### Exercise goal:
Return every line below verbatim, leaving out the picture.

************

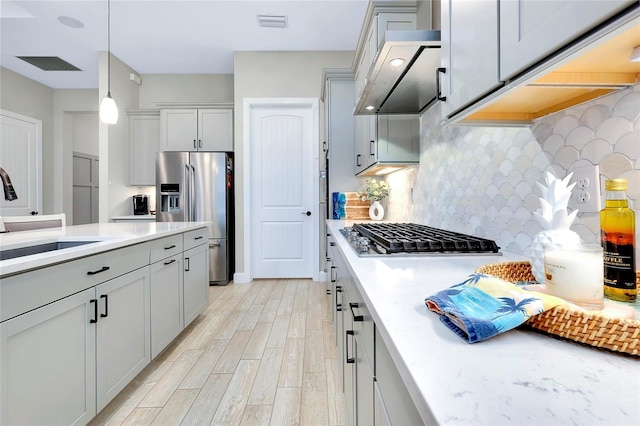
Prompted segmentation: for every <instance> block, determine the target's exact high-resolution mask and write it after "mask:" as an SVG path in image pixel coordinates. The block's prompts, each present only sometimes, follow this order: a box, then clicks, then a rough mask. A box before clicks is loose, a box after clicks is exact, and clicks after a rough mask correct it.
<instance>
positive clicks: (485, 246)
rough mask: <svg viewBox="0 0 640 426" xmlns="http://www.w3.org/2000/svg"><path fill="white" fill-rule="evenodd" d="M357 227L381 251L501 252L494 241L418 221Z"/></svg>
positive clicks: (448, 252) (497, 246)
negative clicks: (430, 225)
mask: <svg viewBox="0 0 640 426" xmlns="http://www.w3.org/2000/svg"><path fill="white" fill-rule="evenodd" d="M353 230H354V231H357V232H359V233H360V235H361V236H362V237H366V238H368V239H369V240H370V241H371V242H372V243H373V244H372V245H373V246H374V247H375V248H376V250H377V251H382V252H384V253H387V254H393V253H441V252H447V253H451V252H453V253H498V250H499V249H500V247H498V246H497V245H496V243H495V242H494V241H492V240H488V239H486V238H479V237H474V236H472V235H466V234H460V233H457V232H451V231H445V230H442V229H437V228H432V227H430V226H426V225H418V224H415V223H356V224H354V225H353Z"/></svg>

************

### Solution for this exercise:
Prompted segmentation: for every <instance> block, determine the target's exact high-resolution mask and write it after "mask:" as an SVG path in image pixel coordinates. The block's prompts, each present only sometimes, follow this order: a box, then clicks, then a rough mask. A box before clicks is loose, a box after clicks is exact, and clicks after a rough mask correct it.
<instance>
positive clicks: (485, 246)
rough mask: <svg viewBox="0 0 640 426" xmlns="http://www.w3.org/2000/svg"><path fill="white" fill-rule="evenodd" d="M357 227L381 251L501 252L494 241L418 221Z"/></svg>
positive clicks: (448, 252) (497, 246)
negative clicks: (430, 225)
mask: <svg viewBox="0 0 640 426" xmlns="http://www.w3.org/2000/svg"><path fill="white" fill-rule="evenodd" d="M353 230H354V231H357V232H359V233H360V235H361V236H362V237H366V238H368V239H369V240H370V241H371V242H372V243H373V244H372V245H373V246H374V247H375V248H376V250H377V251H382V252H384V253H387V254H393V253H441V252H447V253H451V252H453V253H498V250H499V249H500V247H498V246H497V245H496V243H495V242H494V241H492V240H488V239H486V238H479V237H474V236H472V235H466V234H460V233H457V232H451V231H445V230H442V229H437V228H432V227H430V226H426V225H418V224H415V223H356V224H354V225H353Z"/></svg>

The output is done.